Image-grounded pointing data
-*-
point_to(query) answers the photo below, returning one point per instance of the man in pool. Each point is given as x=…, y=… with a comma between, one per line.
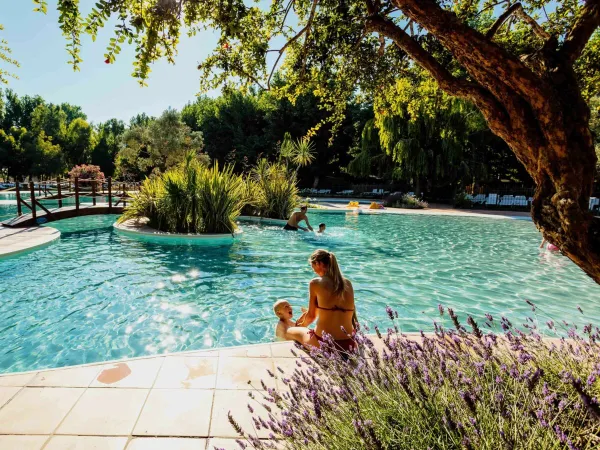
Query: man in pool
x=283, y=310
x=297, y=217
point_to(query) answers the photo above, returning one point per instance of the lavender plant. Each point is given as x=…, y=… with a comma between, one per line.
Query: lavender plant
x=458, y=388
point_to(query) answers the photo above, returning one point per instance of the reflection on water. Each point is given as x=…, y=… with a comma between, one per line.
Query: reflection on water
x=99, y=295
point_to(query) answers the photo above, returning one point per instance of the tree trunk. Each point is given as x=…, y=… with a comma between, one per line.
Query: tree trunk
x=533, y=102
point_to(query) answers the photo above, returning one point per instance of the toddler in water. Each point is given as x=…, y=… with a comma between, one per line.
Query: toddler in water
x=283, y=310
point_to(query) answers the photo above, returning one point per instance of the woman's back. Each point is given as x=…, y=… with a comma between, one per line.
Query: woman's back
x=334, y=310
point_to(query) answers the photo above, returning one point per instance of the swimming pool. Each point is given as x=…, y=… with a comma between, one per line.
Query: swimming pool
x=98, y=295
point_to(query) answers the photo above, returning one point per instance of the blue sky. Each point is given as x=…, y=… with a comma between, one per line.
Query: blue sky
x=103, y=91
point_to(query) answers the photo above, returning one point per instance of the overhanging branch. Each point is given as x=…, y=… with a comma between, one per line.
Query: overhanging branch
x=500, y=21
x=517, y=10
x=580, y=34
x=281, y=51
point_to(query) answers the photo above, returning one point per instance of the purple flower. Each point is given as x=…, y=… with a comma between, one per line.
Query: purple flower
x=562, y=437
x=390, y=312
x=540, y=415
x=591, y=379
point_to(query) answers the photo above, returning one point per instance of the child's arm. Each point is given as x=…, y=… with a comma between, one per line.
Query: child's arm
x=280, y=330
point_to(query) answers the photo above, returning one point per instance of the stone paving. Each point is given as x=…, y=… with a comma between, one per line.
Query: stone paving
x=176, y=401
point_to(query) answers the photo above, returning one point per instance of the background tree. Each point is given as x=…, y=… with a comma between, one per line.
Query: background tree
x=79, y=142
x=6, y=57
x=521, y=74
x=108, y=135
x=157, y=145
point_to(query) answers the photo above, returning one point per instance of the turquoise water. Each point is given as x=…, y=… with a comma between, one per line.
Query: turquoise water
x=98, y=295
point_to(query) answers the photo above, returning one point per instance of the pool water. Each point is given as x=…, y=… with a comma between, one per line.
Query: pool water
x=98, y=295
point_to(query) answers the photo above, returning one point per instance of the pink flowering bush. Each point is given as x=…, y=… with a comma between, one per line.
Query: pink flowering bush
x=86, y=173
x=456, y=388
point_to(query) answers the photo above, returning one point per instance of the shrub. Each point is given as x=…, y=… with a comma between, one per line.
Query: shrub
x=86, y=173
x=462, y=201
x=452, y=389
x=275, y=190
x=190, y=198
x=405, y=201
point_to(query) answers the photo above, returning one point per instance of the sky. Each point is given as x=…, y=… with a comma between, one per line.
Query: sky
x=102, y=90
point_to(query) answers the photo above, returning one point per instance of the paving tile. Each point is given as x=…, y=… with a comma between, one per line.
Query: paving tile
x=140, y=373
x=207, y=353
x=16, y=380
x=12, y=442
x=167, y=443
x=187, y=373
x=86, y=443
x=288, y=365
x=103, y=412
x=235, y=401
x=175, y=412
x=284, y=350
x=234, y=373
x=224, y=443
x=71, y=377
x=6, y=393
x=37, y=410
x=253, y=351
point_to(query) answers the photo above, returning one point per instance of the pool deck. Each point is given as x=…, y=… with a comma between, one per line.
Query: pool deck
x=175, y=401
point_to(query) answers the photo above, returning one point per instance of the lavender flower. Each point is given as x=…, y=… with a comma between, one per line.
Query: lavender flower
x=390, y=312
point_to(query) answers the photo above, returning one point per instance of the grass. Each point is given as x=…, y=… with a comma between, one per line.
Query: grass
x=190, y=198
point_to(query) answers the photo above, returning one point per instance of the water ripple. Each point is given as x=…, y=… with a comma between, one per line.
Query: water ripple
x=97, y=295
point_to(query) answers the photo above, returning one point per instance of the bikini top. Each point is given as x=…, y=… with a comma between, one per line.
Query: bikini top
x=335, y=308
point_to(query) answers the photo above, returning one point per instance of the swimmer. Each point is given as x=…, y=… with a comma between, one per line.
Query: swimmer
x=295, y=218
x=551, y=247
x=283, y=310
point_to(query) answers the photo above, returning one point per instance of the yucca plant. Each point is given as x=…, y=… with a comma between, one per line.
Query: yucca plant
x=190, y=198
x=145, y=202
x=277, y=193
x=221, y=198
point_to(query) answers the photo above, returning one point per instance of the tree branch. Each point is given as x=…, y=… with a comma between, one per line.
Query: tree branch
x=537, y=29
x=517, y=10
x=582, y=31
x=386, y=27
x=298, y=35
x=487, y=63
x=498, y=23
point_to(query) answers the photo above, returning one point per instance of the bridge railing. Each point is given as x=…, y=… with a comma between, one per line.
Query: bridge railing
x=113, y=192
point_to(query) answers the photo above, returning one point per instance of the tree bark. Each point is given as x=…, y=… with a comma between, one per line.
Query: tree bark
x=537, y=109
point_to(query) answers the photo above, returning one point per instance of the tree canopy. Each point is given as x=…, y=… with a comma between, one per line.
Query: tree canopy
x=529, y=67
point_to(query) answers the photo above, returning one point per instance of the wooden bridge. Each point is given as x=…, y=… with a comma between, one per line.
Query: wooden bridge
x=118, y=194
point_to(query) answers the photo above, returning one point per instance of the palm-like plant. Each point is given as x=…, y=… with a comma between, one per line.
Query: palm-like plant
x=300, y=152
x=275, y=190
x=304, y=153
x=190, y=198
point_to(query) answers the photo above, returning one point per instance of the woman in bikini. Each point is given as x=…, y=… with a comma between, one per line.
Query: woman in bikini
x=331, y=303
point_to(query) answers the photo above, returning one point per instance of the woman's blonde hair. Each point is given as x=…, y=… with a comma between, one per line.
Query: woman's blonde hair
x=333, y=270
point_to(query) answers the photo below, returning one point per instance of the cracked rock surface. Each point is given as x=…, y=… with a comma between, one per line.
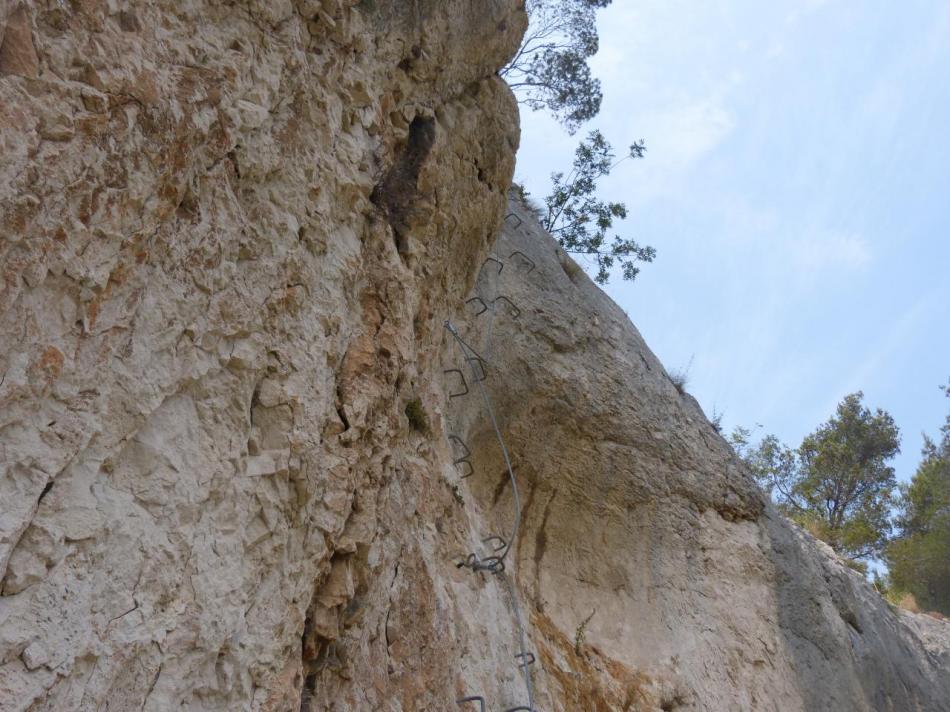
-*-
§ **ABOUT THIS TASK**: Repeat every record above exactly. Omit the pictures.

§ **WRITTEN RESPONSE**:
point_to(query) answers the photo below, returning one point per instance of the man in pool. Each point is given as x=…, y=… with a comma between, one per line.
Query: man in pool
x=283, y=310
x=297, y=217
point_to(query) answers the photo above, returning one point per instance of the lavender plant. Each point is given as x=…, y=… with a comma between, one per line.
Query: lavender plant
x=458, y=388
point_to(query) answers the photo above, returning one point per instance of the reflection on water. Each point is given as x=…, y=… with a comma between, one per line.
Query: reflection on water
x=99, y=295
point_to(query) answers the photo above, returning one point per instance of the tree trunk. Each point is given as x=…, y=… with a comma between, one per line.
Query: tree trunk
x=533, y=102
point_to(query) answers the photo above, returning one point per instance of the toddler in water. Each point is given as x=…, y=… with a comma between, one per line.
Query: toddler in water
x=283, y=310
point_to(query) answers the photo above, returning one point per instance of the woman's back. Each point is given as x=…, y=… with a comma between, one per line.
Query: woman's back
x=334, y=310
point_to(query) answers the photo above, returning one point per instance of the swimming pool. Each point is given as x=…, y=… with a comma between, one per line.
Query: swimming pool
x=98, y=295
point_to(query) answers the photo above, returning one point per instance of the blue sky. Each point is given as x=…, y=… with a comma between, one per line.
Query: blue sky
x=103, y=91
point_to(query) answers the photo above, returning one point per instance of the overhanging branch. Each point is given as x=…, y=… with a comma between, one per line.
Query: overhanging branch
x=500, y=21
x=517, y=10
x=580, y=34
x=281, y=51
point_to(query) answers the photo above, returning one point per instance of the purple flower. Each point is given as x=…, y=… with a comma between, one per line.
Query: purple flower
x=562, y=437
x=390, y=312
x=540, y=415
x=591, y=379
point_to(query) answers the photo above, returning one point per instance of the child's arm. Each point is given as x=…, y=… with a comma between, one per line.
Query: child's arm
x=280, y=330
point_to(query) answers the photo above, returning one point per instance of the stone paving. Each point is given as x=…, y=… with a comma between, one per line.
Query: stone paving
x=176, y=401
point_to(query) answers the photo above, returning one point per instance of the background tree. Each point is given as x=…, y=… with a comma between, one per line.
Query: background tree
x=79, y=142
x=6, y=57
x=521, y=74
x=108, y=135
x=157, y=145
point_to(query) answers the photo above, returning one point per instance of the turquoise water. Each point is given as x=…, y=… with a comma between, one per line.
Query: turquoise water
x=98, y=295
point_to(query) answers the photo above, returning one point per instance of the pool water. Each point is given as x=…, y=… with a comma between, one per line.
Query: pool water
x=98, y=295
point_to(query) answers the photo above, returning one point per instance of the pink flowering bush. Each point is given as x=…, y=… with a comma between, one per line.
Query: pink flowering bush
x=86, y=173
x=456, y=388
point_to(query) answers the photo above, returning one point per instance of the shrub. Each point is given as x=…, y=… with a comma between, one per line.
Query: shrub
x=86, y=173
x=462, y=201
x=452, y=389
x=275, y=190
x=190, y=198
x=405, y=201
point_to(query) answers the photo above, returning one point per instance of the sky. Each point is given as x=…, y=… with a comma between, one per line.
Query: sky
x=102, y=90
point_to(query) answers the photo above, returning one point per instance of the paving tile. Each point is given as x=…, y=… with a comma between, one per line.
Query: paving tile
x=140, y=373
x=207, y=353
x=16, y=380
x=12, y=442
x=167, y=443
x=187, y=373
x=86, y=443
x=288, y=365
x=103, y=412
x=235, y=401
x=175, y=412
x=284, y=350
x=234, y=373
x=224, y=443
x=71, y=377
x=6, y=393
x=37, y=410
x=253, y=351
point_to(query) answers the photo above, returning one point per instance of the pool deck. Each point is given as x=…, y=… with a comma between, one per line.
Query: pool deck
x=175, y=401
point_to(query) answers the photo above, returning one point per instance of the lavender flower. Each point is given as x=…, y=… with a comma between, one per line.
Query: lavender flower
x=390, y=312
point_to(query) answers the photo above, returning one point per instance of the grass. Each point is given as x=…, y=… with a comma between, one per line.
Query: grass
x=190, y=198
point_to(query) answers the photo above, returning one point per instance of the water ripple. Each point is given as x=…, y=… with a comma between, one per line.
Query: water ripple
x=97, y=295
point_to(query) answers the photo above, returning one point per instance of the bikini top. Each point is given as x=…, y=… with a comma between, one per line.
Query: bikini top
x=335, y=308
point_to(query) answers the photo above, returning one point per instance of the swimmer. Each point is given as x=…, y=… with a comma between, one per line.
Query: swimmer
x=295, y=218
x=551, y=247
x=283, y=310
point_to(query) answers the photo above, returning one point per instance of the yucca plant. Each point is given as x=…, y=… with a comma between, one per line.
Query: yucca plant
x=190, y=198
x=145, y=202
x=277, y=193
x=221, y=198
point_to(query) answers the photo above, returning one point per instance of the tree branch. Each point is given as x=…, y=… with a comma between, one per line.
Query: tree branch
x=537, y=29
x=517, y=10
x=582, y=31
x=386, y=27
x=298, y=35
x=487, y=63
x=498, y=23
point_to(query) answers the photo above, returning one point per instance of the bridge railing. Each point is given as x=…, y=… with a comma between, one per line.
Query: bridge railing
x=113, y=192
point_to(query) answers the photo above, returning one point per instance of the tree bark. Each point is given as x=…, y=… with a comma between, one per line.
Query: tree bark
x=537, y=109
point_to(query) answers the photo above, returning one point per instance of the tree canopy. Each point is given as x=…, y=… with a comma between, one per line.
Query: tree canopy
x=529, y=67
point_to(query) answers the photo above, returning one point per instance of the wooden bridge. Each point is given as x=…, y=… with a comma between, one per line.
Query: wooden bridge
x=118, y=194
point_to(query) answers the photo above, returning one point per instance of the palm-like plant. Each point is given as x=…, y=… with a comma between, one per line.
Query: palm-like plant
x=300, y=152
x=275, y=190
x=304, y=153
x=190, y=198
point_to(query) answers the photo above, returning one point per instance of the woman in bikini. Each point is given as x=…, y=… with a comma between, one per line.
Query: woman in bikini
x=331, y=303
point_to(query) answers the photo above, returning one point per instance of the woman's blonde hair. Each point is given as x=…, y=… with a comma between, one per line.
Query: woman's blonde hair
x=333, y=270
point_to(query) answers the photo below, returning one point per instance of the cracked rock surface. Each point is given as x=…, y=… with a comma between, one per line.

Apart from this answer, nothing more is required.